EXERCISE MATERIAL ▸
- - -
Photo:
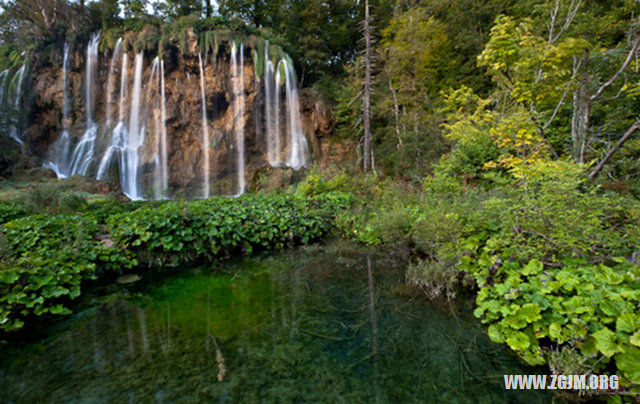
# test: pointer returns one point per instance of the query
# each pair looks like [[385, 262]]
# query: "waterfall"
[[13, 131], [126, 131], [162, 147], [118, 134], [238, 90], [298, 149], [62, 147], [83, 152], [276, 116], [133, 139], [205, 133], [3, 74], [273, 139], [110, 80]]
- - -
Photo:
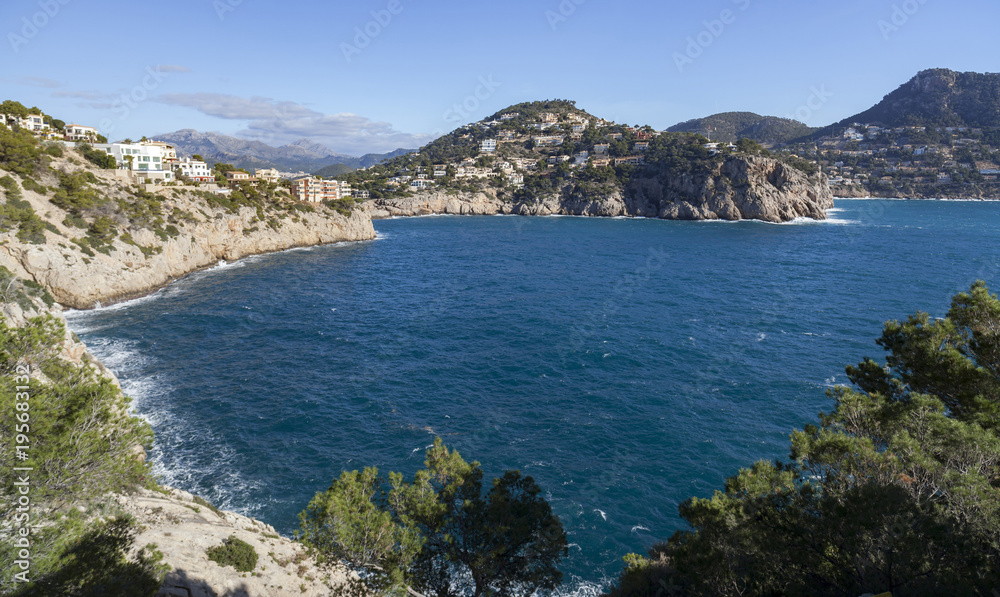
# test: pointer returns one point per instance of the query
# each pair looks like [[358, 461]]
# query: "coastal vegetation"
- - -
TASK REQUIREMENTS ▸ Lines in the data holding the word "like": count them and say how many, nothing more.

EXPECTED OUTPUT ▸ 2